◆ **What is asked**: Render everything from the beginning of the data down to the line containing "[124,25,172,68]", both ends included, as a numbered list with blank lines omitted. Leave out the pictures and nothing else.

◆ **Material shown**:
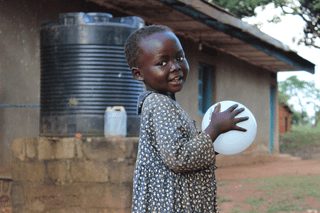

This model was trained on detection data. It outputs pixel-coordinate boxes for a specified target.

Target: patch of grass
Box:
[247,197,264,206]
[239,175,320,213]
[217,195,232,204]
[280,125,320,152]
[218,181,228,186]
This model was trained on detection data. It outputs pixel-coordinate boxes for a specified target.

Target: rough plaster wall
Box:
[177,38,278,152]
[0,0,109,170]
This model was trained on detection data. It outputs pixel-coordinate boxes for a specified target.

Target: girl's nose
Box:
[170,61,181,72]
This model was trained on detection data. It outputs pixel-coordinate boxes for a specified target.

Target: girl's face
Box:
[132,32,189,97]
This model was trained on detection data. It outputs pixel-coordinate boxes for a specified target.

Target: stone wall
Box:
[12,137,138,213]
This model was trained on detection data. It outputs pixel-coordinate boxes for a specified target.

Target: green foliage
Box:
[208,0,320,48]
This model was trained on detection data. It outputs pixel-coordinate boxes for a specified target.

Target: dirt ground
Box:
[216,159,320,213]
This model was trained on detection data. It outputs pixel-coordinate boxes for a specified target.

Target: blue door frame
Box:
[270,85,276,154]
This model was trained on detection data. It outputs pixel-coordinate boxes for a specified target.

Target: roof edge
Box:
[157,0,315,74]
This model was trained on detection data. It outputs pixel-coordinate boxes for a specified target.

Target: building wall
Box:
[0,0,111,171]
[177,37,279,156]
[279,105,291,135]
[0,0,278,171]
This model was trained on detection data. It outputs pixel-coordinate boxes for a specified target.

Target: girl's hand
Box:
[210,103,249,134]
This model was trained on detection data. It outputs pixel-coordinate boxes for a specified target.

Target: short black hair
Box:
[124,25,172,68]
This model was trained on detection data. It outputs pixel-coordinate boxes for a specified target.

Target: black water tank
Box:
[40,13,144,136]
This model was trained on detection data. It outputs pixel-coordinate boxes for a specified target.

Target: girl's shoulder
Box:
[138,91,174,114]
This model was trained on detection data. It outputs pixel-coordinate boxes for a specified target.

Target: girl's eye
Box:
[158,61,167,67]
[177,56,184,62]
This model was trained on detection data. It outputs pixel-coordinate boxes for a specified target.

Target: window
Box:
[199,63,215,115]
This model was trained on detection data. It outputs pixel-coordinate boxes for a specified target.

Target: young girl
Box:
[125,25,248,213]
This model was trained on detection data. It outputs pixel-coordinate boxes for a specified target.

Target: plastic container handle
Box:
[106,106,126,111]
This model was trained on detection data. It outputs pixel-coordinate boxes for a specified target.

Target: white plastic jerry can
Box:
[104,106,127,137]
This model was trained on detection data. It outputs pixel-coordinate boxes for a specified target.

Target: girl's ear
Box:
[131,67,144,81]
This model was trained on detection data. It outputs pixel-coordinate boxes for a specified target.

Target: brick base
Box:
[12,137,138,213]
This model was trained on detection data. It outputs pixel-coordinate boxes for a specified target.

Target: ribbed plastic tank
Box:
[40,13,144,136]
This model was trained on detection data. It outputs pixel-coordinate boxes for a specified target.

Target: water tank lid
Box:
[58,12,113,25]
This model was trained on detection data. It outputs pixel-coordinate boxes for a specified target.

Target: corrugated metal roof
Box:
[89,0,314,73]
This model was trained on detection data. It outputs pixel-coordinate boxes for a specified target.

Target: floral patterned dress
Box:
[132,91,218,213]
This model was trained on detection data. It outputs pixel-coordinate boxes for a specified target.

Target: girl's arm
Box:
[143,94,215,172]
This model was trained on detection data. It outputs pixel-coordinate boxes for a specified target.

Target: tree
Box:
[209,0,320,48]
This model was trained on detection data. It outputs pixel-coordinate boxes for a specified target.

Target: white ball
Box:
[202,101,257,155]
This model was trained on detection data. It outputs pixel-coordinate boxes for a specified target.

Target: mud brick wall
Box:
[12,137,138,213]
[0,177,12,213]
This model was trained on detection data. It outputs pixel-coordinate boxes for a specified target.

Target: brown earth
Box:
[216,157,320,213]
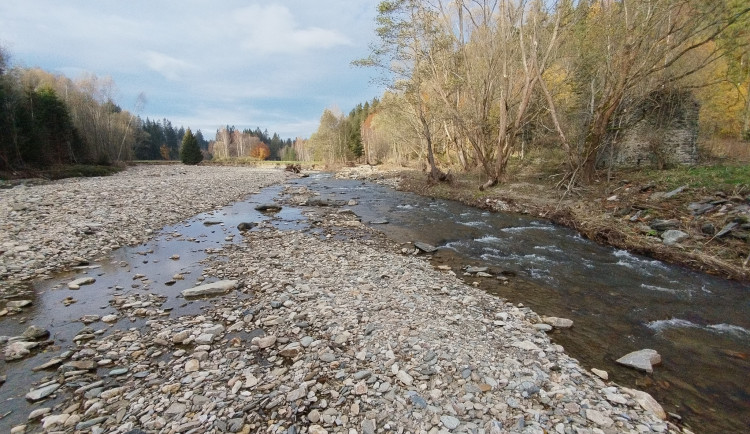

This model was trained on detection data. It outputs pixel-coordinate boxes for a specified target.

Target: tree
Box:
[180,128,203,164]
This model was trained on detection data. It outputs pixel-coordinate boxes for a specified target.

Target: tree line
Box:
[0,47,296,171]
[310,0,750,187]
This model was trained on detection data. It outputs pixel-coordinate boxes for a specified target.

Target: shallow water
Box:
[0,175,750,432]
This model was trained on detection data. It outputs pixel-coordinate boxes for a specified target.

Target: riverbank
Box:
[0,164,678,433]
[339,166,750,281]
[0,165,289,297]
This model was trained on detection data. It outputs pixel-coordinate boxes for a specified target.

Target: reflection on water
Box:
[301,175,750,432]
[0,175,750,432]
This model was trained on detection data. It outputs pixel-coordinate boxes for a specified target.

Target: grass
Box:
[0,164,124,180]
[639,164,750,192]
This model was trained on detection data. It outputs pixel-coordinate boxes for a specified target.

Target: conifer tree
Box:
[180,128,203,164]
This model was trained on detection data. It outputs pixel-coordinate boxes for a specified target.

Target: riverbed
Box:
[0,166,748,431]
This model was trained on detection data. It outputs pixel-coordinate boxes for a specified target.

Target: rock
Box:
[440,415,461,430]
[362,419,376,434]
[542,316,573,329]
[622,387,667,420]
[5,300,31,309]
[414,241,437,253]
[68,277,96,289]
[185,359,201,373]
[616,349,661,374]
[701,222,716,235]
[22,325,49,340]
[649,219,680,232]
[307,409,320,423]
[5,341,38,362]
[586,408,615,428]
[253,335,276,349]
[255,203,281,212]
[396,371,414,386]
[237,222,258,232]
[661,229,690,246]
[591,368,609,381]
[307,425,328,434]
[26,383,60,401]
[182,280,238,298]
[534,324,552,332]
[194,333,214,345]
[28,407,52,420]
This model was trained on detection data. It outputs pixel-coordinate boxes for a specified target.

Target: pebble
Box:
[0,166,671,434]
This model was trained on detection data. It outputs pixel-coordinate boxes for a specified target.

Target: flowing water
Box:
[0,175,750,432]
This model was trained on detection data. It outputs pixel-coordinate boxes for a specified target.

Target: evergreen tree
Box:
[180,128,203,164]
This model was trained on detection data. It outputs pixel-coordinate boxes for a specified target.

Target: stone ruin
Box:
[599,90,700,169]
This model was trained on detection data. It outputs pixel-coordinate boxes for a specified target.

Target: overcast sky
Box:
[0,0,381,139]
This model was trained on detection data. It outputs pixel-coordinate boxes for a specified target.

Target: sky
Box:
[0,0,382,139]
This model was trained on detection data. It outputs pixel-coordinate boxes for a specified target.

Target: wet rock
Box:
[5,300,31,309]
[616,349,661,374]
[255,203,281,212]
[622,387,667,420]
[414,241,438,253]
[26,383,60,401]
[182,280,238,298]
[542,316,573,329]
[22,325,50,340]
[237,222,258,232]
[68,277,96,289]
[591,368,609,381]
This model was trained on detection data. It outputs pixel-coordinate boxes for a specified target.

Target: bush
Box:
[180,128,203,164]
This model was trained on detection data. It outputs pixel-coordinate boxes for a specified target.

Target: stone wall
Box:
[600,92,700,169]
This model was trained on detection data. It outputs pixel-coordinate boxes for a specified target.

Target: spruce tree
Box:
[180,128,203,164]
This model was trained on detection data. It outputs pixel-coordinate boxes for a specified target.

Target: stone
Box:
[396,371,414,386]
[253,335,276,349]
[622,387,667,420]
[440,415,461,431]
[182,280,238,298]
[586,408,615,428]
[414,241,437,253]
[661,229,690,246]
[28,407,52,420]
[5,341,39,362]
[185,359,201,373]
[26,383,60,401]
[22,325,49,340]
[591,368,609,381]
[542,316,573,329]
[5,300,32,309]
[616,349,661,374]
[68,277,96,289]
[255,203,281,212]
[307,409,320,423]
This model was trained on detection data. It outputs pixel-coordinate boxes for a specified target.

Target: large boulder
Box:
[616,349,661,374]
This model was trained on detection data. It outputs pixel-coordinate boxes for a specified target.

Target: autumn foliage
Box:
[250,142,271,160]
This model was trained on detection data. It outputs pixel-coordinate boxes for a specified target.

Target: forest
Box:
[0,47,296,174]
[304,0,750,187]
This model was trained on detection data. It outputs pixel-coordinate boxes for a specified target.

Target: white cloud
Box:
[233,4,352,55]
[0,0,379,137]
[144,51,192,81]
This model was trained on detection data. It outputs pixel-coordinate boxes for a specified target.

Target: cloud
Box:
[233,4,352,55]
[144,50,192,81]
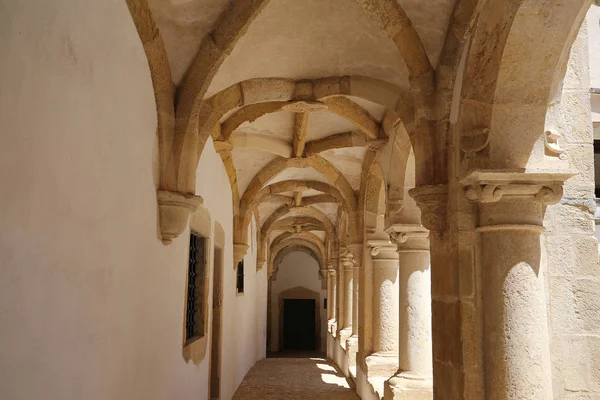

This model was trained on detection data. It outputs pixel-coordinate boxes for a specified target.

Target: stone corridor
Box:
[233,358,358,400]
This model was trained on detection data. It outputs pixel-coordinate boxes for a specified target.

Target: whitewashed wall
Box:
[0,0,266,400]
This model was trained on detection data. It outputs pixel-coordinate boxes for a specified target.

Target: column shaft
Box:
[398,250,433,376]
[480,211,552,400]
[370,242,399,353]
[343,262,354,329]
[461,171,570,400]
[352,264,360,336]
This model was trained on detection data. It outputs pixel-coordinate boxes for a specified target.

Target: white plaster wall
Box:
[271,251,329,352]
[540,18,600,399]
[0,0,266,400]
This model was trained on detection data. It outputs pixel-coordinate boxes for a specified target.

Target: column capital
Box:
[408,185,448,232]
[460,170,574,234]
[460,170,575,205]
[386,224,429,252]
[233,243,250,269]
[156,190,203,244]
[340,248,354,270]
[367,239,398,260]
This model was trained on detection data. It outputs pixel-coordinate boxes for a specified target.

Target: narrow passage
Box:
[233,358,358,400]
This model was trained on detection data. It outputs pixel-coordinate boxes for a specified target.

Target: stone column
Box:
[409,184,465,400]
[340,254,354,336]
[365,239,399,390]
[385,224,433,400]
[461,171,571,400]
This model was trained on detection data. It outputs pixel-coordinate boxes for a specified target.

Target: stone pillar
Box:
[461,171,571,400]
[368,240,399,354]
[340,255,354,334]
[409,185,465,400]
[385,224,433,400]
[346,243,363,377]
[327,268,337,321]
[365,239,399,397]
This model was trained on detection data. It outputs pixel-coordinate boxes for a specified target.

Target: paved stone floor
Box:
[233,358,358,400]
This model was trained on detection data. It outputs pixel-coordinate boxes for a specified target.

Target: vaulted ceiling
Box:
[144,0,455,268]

◆ **Result**:
1. This model was trained on detection data. It outputs pixel-coordinate boxes for a specified target.
2. Target: patch of grass
3. Box:
4. [247,197,264,206]
5. [239,175,320,213]
6. [217,195,232,204]
7. [280,125,320,152]
8. [218,181,228,186]
9. This model was trained on detection data. It outputs pixel-coordinate boxes for a specified target.
10. Target: rough plaster wall
11. Box:
12. [177,38,278,152]
13. [0,0,109,170]
14. This model was trained on detection data. It outputs pixel-coordinate boxes for a specified target.
15. Target: girl's nose
16. Box:
17. [170,61,181,72]
18. This model was trained on detection data. It outputs pixel-coordinate boxes for a specified target.
19. Target: girl's face
20. Box:
21. [132,32,189,97]
22. This model was trained on detection data. It outputs pixel-coordinate boxes for a specified target.
23. Target: stone wall
24. Box:
25. [12,137,138,213]
26. This model was trained on detection data. It outputs pixel-coordinate boxes for a specified target.
27. Target: green foliage
28. Box:
29. [208,0,320,48]
30. This model was trained on detection data. It outputs pixel-coordinate boxes for a specified target.
31. Target: dirt ground
32. Box:
33. [216,159,320,213]
34. This model was trained on detection data. It outputs pixel-coordinate boxes for a specified target.
35. Target: blue door frame
36. Box:
37. [270,85,276,154]
38. This model was trained on detection data. It outputs pixel-coordinate boxes for a specified target.
39. Target: roof edge
40. Box:
41. [157,0,315,74]
42. This model was trained on detection data. It outputs pixel-coordinate boxes for a specified target.
43. Target: building wall
44. Box:
45. [0,0,111,171]
46. [177,37,279,156]
47. [279,105,291,135]
48. [0,0,278,171]
49. This model was trained on detection data. It outputs pixel-coordinate boxes for a specified target.
50. Target: girl's hand
51. Box:
52. [210,103,249,134]
53. This model was trained on detection data. It outputs pixel-coordinate boxes for a specified target.
54. Target: short black hair
55. Box:
56. [124,25,172,68]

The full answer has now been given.